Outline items

/---

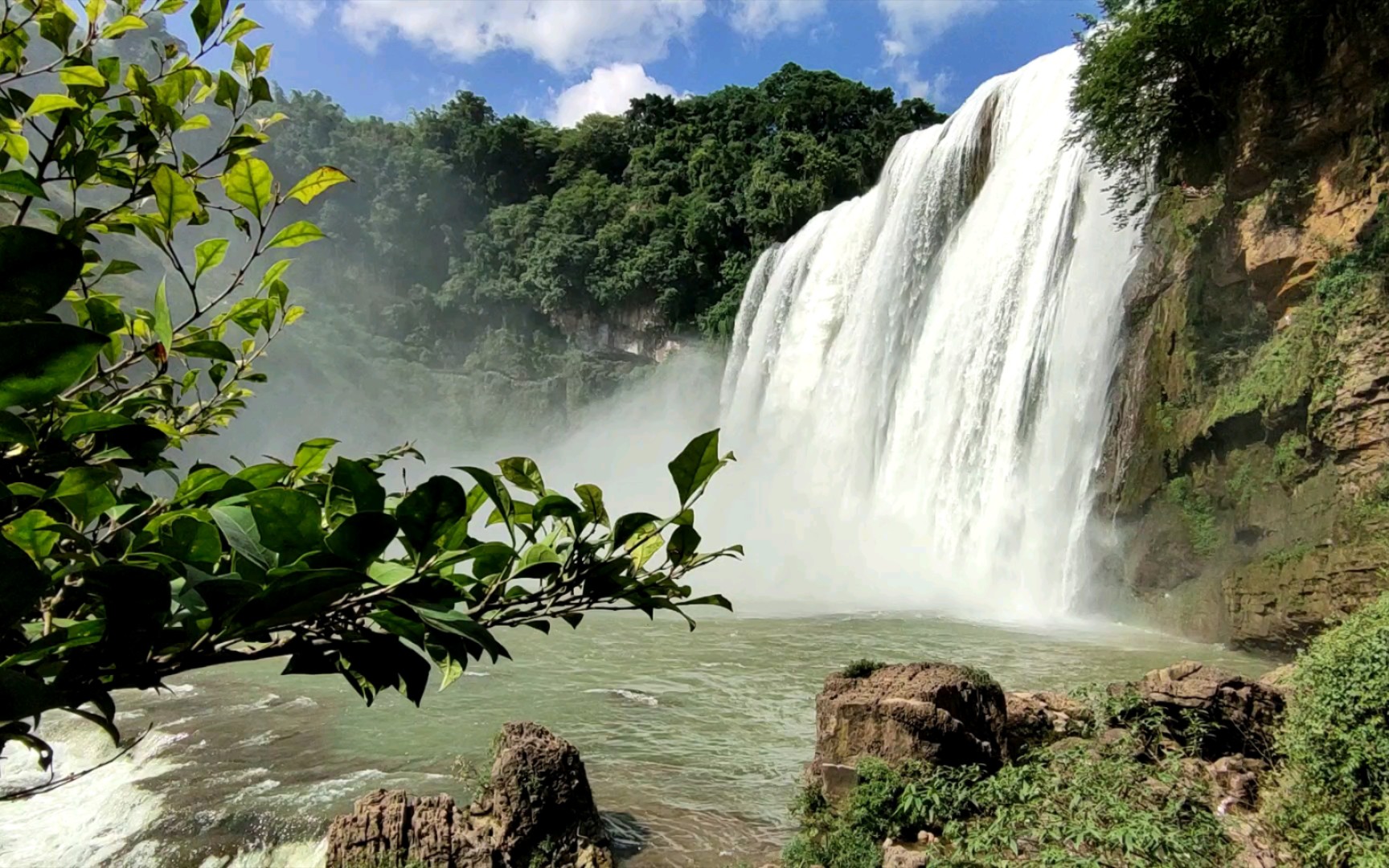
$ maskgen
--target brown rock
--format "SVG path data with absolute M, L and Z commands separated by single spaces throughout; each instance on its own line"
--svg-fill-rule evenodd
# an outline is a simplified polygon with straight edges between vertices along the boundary
M 950 664 L 883 667 L 864 678 L 831 675 L 815 699 L 815 760 L 857 765 L 920 760 L 997 767 L 1006 753 L 1003 689 L 988 675 Z
M 1146 703 L 1167 712 L 1170 726 L 1178 733 L 1186 725 L 1183 714 L 1204 718 L 1211 728 L 1201 744 L 1207 757 L 1272 753 L 1283 712 L 1278 690 L 1192 660 L 1154 669 L 1135 687 Z
M 1263 760 L 1221 757 L 1207 767 L 1217 814 L 1251 811 L 1258 801 L 1258 775 L 1268 768 Z
M 1085 735 L 1090 710 L 1064 693 L 1015 690 L 1004 694 L 1007 721 L 1004 739 L 1008 757 L 1025 747 L 1050 744 L 1067 736 Z
M 507 724 L 492 781 L 467 808 L 449 796 L 376 790 L 328 829 L 326 868 L 611 868 L 579 751 L 536 724 Z
M 882 849 L 882 868 L 926 868 L 926 854 L 914 847 L 889 842 Z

\---

The request: Can you write out every line of the items above again, changing "brown rock" to "dark stone" and leaving everything else unchanged? Omit the pictures.

Answer for the task:
$ maskgen
--target dark stone
--format "SVG path data with absolute M, L and Z commands separated by single spaces throughout; each instance on its own line"
--svg-fill-rule evenodd
# an outline is a simplified polygon with straight edges between vertices along the boundary
M 950 664 L 883 667 L 864 678 L 831 675 L 815 699 L 815 760 L 857 765 L 920 760 L 997 767 L 1006 753 L 1003 689 L 988 675 Z
M 1146 703 L 1167 712 L 1170 726 L 1178 733 L 1186 725 L 1183 714 L 1204 718 L 1211 728 L 1201 744 L 1207 757 L 1272 753 L 1283 712 L 1278 690 L 1192 660 L 1154 669 L 1135 687 Z
M 1263 760 L 1221 757 L 1207 767 L 1217 814 L 1251 811 L 1258 801 L 1258 775 L 1268 768 Z
M 1085 735 L 1090 710 L 1064 693 L 1015 690 L 1004 694 L 1007 721 L 1004 739 L 1008 757 L 1025 747 L 1050 744 L 1067 736 Z
M 507 724 L 492 781 L 467 808 L 449 796 L 376 790 L 328 829 L 326 868 L 611 868 L 579 751 L 536 724 Z
M 882 849 L 882 868 L 926 868 L 926 854 L 914 847 L 889 842 Z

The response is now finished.